What is required:
Put the rows below, from the line containing "of the scaffolding." through the line containing "[[605, 234], [799, 374]]", both included, into a JSON list of strings with one string per line, leaving out blank lines.

Supplied material:
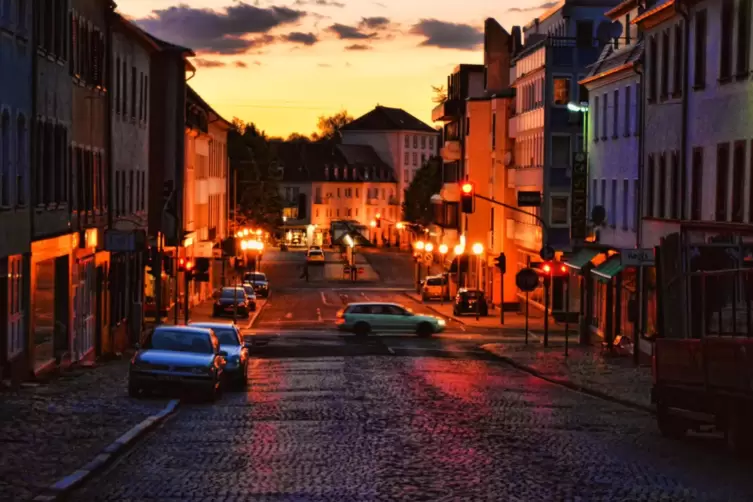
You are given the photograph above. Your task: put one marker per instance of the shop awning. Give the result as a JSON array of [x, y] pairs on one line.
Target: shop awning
[[610, 268], [581, 258]]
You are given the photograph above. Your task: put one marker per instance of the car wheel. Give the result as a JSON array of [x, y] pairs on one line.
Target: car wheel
[[425, 330], [362, 329], [133, 390]]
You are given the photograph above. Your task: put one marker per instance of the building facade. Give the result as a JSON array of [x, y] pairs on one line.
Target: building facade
[[401, 140], [324, 185], [16, 103], [613, 147]]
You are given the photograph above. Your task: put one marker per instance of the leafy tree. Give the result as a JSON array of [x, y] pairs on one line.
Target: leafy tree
[[417, 207], [328, 127]]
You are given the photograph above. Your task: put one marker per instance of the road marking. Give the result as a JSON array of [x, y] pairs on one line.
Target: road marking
[[324, 299]]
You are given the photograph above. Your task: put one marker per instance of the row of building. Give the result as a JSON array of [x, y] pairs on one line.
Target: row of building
[[629, 117], [105, 151]]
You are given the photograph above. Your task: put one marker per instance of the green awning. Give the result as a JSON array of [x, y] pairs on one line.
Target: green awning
[[610, 268], [581, 258]]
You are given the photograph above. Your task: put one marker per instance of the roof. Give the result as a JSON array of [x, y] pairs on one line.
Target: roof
[[383, 118], [612, 61], [307, 162]]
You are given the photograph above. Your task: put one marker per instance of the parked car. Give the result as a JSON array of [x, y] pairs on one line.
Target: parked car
[[470, 301], [228, 299], [259, 282], [248, 288], [365, 318], [231, 342], [435, 286], [315, 256], [184, 357]]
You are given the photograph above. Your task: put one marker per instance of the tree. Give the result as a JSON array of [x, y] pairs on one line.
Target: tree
[[440, 94], [328, 127], [417, 207]]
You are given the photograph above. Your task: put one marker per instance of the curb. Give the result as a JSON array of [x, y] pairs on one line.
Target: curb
[[60, 489], [572, 385]]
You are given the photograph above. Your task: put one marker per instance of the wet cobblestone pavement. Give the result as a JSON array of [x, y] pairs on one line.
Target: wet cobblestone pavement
[[50, 430], [415, 428]]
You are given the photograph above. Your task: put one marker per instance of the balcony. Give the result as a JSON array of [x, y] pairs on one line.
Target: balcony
[[448, 111], [451, 151]]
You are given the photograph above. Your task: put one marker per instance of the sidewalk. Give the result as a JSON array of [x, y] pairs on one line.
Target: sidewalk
[[48, 431], [513, 320], [588, 369]]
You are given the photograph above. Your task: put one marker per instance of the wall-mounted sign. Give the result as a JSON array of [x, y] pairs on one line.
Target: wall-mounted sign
[[529, 199], [579, 197]]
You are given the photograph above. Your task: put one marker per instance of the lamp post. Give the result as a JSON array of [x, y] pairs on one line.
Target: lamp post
[[478, 249], [443, 249]]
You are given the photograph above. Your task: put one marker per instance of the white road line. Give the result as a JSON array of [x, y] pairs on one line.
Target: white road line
[[324, 299]]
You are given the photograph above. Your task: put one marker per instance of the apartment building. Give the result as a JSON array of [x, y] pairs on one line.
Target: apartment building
[[16, 102], [324, 183], [613, 145], [401, 140], [558, 47]]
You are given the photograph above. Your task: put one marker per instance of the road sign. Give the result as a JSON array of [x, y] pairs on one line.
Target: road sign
[[527, 280], [547, 253], [637, 257], [529, 199]]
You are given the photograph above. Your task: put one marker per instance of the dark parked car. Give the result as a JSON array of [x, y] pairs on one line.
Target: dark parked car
[[231, 342], [183, 357], [228, 299], [470, 301], [259, 282]]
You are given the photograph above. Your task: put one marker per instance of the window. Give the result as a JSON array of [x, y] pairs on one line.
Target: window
[[696, 195], [722, 167], [677, 63], [664, 65], [596, 118], [699, 77], [653, 74], [628, 104], [561, 91], [675, 203], [650, 177], [14, 307], [616, 114], [662, 204], [613, 206], [743, 38], [738, 187], [725, 44], [559, 210]]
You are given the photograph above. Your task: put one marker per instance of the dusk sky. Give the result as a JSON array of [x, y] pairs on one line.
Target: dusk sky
[[283, 63]]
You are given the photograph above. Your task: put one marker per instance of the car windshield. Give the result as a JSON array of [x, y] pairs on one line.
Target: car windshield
[[180, 341], [233, 292], [227, 336]]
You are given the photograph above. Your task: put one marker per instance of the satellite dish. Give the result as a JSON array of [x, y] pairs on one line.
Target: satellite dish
[[508, 159], [598, 215]]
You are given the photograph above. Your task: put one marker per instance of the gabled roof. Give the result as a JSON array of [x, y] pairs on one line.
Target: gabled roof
[[307, 162], [612, 61], [383, 118]]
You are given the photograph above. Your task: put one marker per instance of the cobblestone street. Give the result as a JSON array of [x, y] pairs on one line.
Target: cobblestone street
[[414, 428]]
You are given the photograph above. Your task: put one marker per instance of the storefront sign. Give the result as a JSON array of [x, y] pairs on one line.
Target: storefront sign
[[579, 197], [637, 257]]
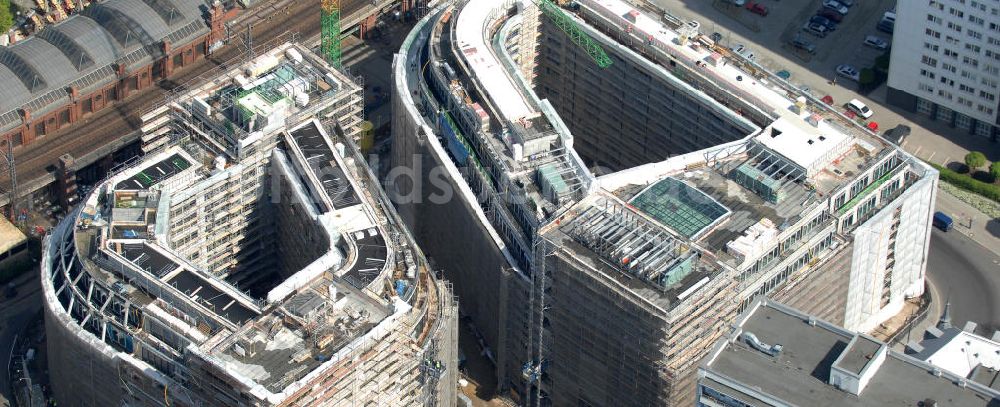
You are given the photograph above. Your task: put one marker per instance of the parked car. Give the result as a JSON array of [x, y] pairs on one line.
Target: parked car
[[835, 6], [942, 221], [832, 15], [860, 108], [818, 30], [757, 8], [897, 134], [876, 42], [848, 72], [744, 51], [803, 44], [887, 23], [821, 20]]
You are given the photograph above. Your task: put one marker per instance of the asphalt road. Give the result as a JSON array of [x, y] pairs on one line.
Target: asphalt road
[[15, 314], [968, 275]]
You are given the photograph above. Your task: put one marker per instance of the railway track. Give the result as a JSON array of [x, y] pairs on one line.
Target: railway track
[[107, 131]]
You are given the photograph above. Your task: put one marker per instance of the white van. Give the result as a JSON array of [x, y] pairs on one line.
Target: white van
[[860, 108]]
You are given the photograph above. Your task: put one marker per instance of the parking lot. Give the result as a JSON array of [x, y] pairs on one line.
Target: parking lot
[[769, 38]]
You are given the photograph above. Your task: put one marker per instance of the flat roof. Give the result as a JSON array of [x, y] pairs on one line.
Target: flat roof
[[10, 235], [318, 153], [470, 33], [156, 173], [202, 292], [799, 374], [679, 206], [371, 256], [960, 352], [802, 144]]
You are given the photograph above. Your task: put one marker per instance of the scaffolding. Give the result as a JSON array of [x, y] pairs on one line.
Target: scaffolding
[[580, 38], [330, 35], [7, 160]]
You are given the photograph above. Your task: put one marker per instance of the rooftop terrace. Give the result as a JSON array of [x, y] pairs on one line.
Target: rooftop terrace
[[605, 234], [799, 374]]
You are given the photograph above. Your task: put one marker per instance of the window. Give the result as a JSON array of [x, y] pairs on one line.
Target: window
[[963, 122], [925, 107]]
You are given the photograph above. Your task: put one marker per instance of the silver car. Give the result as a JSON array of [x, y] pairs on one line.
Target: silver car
[[876, 42]]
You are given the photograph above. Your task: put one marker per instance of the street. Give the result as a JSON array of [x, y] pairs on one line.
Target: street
[[768, 37], [966, 274], [16, 313]]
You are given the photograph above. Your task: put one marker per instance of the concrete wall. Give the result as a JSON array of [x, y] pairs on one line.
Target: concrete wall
[[628, 114], [899, 240], [454, 238]]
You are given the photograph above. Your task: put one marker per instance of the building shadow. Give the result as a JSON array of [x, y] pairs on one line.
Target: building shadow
[[993, 227]]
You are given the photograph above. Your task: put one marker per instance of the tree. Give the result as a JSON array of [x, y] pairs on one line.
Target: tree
[[6, 16], [975, 160]]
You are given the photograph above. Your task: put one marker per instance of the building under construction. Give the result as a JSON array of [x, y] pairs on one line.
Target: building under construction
[[249, 259], [622, 187]]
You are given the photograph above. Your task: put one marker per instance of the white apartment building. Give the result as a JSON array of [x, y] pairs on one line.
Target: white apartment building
[[946, 62]]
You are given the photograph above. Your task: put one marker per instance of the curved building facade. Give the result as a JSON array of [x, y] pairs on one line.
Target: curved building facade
[[249, 259], [624, 187]]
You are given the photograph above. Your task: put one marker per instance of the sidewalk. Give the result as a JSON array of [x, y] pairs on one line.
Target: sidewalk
[[963, 213]]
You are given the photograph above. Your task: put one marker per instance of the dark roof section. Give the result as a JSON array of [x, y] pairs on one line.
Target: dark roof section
[[203, 293], [148, 259], [321, 160], [35, 73], [155, 173], [372, 254]]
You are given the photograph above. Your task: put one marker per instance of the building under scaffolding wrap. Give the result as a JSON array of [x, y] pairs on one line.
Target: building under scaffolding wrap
[[248, 259], [614, 218]]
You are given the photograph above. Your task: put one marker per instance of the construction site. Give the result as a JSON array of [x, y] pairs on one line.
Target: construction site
[[624, 187], [248, 258]]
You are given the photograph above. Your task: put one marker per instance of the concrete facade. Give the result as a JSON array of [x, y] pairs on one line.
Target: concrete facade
[[772, 188], [945, 63], [144, 283]]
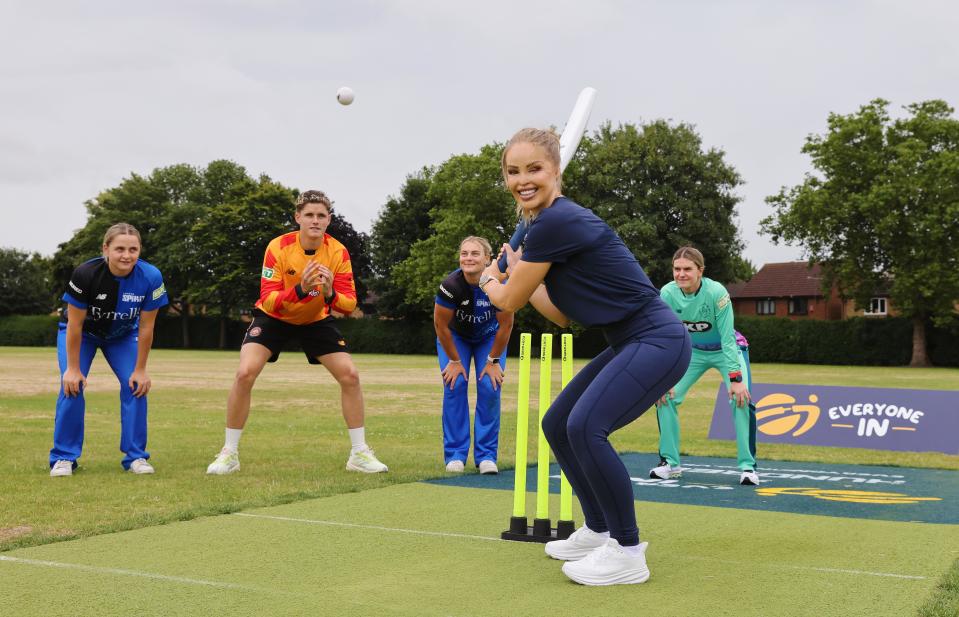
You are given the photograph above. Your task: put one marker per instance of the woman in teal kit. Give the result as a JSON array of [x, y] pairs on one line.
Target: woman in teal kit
[[707, 313]]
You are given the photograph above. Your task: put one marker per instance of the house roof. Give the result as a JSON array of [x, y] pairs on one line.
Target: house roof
[[782, 280]]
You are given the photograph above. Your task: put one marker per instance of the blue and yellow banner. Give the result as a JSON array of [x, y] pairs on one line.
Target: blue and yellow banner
[[874, 418]]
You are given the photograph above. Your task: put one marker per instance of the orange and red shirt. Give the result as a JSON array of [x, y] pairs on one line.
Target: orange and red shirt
[[283, 266]]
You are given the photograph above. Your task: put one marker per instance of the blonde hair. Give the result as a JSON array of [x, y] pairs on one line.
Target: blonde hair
[[692, 254], [483, 242], [121, 229], [313, 197], [548, 140]]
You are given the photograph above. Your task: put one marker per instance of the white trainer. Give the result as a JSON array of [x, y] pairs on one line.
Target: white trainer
[[141, 466], [61, 468], [578, 545], [609, 565], [365, 461], [665, 471], [227, 461]]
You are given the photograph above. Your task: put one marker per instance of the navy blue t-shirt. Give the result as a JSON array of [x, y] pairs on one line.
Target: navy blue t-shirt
[[474, 316], [113, 303], [595, 279]]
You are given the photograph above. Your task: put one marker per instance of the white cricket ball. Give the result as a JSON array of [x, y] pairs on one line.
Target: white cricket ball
[[344, 95]]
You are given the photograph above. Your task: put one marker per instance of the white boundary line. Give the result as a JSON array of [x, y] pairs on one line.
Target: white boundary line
[[441, 534], [150, 575]]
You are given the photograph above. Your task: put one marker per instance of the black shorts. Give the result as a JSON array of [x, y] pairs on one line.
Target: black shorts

Task output:
[
  "You are given the photograph above. Your task: put one marker per instance of the scaffolding. Give the result as a JSON array of [x, y] pairs on one line.",
  "Target: scaffolding",
  "[[580, 38], [330, 35], [7, 160]]",
  "You are given the photograph above. Your task: put one marker per instance of the rooftop terrace. Give the result as a JSON array of [x, y] pairs on one line.",
  "Target: rooftop terrace",
  "[[605, 234], [799, 374]]"
]